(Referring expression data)
+++
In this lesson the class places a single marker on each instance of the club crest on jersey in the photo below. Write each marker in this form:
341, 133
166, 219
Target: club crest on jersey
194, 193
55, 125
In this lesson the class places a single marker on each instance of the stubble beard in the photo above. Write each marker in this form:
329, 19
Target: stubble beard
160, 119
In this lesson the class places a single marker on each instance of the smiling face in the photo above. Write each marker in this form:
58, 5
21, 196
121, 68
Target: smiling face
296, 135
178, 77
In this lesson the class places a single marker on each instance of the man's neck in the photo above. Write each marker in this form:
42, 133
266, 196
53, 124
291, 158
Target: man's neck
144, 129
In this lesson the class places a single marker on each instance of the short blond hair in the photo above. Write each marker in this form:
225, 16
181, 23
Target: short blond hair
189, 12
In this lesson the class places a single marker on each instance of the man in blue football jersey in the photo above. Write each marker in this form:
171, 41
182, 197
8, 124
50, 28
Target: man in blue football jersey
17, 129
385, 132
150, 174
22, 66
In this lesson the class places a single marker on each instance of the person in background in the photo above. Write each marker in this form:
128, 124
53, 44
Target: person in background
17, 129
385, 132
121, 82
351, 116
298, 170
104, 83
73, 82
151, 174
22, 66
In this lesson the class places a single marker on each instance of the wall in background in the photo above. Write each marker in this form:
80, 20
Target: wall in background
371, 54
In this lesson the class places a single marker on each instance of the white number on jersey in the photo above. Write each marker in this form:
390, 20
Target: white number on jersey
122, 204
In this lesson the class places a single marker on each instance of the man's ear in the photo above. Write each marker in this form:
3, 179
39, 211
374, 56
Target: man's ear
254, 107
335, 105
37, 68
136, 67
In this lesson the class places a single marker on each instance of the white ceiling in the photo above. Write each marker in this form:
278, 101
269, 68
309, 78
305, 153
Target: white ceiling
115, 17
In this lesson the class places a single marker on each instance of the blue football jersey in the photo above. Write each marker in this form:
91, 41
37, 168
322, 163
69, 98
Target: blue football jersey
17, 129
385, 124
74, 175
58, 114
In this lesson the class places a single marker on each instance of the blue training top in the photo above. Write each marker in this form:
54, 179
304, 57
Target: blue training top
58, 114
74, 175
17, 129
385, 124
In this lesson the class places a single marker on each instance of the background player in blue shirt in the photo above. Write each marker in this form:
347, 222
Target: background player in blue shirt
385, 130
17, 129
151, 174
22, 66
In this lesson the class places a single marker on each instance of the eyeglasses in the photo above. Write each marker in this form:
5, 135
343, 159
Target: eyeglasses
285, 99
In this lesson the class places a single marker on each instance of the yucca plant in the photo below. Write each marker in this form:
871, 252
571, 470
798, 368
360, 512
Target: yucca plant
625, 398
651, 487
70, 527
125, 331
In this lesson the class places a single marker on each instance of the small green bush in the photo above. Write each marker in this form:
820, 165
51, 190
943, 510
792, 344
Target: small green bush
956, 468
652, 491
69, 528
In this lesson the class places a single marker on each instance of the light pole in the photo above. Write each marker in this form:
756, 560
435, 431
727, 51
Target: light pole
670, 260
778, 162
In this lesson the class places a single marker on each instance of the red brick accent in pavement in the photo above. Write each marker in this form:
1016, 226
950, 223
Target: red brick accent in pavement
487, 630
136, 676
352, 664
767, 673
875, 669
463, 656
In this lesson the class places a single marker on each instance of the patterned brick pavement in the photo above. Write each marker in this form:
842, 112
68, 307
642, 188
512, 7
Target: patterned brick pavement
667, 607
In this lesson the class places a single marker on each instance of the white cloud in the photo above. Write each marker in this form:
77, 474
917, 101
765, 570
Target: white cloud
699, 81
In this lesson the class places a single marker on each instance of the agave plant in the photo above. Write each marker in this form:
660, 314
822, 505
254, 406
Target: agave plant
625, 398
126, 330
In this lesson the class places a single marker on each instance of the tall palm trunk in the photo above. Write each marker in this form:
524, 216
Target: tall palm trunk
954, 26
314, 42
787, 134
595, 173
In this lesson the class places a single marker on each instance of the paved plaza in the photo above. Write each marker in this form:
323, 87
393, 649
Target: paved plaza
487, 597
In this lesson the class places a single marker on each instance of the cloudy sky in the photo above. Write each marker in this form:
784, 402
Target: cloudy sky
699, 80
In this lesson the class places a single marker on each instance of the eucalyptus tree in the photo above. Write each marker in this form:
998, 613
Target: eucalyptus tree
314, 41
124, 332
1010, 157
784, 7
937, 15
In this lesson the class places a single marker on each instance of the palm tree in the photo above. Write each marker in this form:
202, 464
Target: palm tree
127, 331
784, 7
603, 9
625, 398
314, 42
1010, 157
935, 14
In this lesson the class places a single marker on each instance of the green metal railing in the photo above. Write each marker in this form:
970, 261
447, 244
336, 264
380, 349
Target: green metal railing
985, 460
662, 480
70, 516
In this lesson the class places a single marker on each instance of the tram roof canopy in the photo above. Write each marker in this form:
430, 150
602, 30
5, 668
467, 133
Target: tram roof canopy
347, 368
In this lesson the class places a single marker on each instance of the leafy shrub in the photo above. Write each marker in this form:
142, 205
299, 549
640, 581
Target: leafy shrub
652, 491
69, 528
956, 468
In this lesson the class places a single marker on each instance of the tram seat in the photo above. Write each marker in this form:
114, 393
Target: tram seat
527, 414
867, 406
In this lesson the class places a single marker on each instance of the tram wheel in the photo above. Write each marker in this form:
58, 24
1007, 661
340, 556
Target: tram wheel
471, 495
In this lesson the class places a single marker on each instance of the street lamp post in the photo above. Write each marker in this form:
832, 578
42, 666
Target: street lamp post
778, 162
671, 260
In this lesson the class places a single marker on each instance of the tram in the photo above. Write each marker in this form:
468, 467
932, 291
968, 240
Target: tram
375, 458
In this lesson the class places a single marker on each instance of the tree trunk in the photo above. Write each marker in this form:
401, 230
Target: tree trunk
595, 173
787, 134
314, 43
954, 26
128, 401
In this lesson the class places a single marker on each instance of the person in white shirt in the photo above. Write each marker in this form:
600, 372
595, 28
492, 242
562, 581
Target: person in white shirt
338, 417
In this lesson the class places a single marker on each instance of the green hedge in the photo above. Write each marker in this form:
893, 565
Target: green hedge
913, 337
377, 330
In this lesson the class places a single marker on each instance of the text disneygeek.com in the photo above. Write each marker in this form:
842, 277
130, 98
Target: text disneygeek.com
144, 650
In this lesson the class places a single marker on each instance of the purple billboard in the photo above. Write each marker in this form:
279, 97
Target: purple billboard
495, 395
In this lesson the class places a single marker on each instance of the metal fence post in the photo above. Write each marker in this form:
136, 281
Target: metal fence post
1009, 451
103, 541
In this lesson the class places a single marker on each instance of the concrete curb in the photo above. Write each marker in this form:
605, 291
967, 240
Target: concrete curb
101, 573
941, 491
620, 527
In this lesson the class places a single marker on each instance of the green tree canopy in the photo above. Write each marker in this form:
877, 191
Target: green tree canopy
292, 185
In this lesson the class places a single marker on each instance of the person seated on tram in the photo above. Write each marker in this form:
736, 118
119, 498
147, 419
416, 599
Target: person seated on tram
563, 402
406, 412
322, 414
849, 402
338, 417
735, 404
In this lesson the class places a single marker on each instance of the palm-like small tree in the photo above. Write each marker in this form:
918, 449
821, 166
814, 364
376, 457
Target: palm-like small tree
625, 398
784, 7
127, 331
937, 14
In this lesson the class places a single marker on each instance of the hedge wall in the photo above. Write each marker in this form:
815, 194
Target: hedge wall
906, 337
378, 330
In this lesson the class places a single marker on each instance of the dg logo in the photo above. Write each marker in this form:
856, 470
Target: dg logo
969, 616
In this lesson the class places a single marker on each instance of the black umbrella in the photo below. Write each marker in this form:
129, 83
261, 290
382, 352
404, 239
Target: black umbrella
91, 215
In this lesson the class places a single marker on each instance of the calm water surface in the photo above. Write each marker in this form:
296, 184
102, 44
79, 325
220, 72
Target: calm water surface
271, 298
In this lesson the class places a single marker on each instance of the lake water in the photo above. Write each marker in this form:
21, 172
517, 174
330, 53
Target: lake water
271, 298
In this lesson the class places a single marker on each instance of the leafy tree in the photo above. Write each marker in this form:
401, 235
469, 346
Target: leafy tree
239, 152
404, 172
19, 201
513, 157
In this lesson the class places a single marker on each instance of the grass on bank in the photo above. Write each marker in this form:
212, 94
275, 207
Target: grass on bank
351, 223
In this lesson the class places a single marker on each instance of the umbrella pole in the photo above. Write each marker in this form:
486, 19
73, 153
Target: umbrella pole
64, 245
+++
(Directions): The answer should consist of all lines from the records above that hold the word "below".

(Answer to this task):
In this lesson the class places a single marker on each instance of the club crest on jersey in the photo below. Write each marker in this form:
In this lesson the class places a single marker on each instance of the yucca plant in the photo below. Write each marker in this form:
In this lesson the class places a single marker on each instance of the black umbrella in the photo below. Write each marker in this form:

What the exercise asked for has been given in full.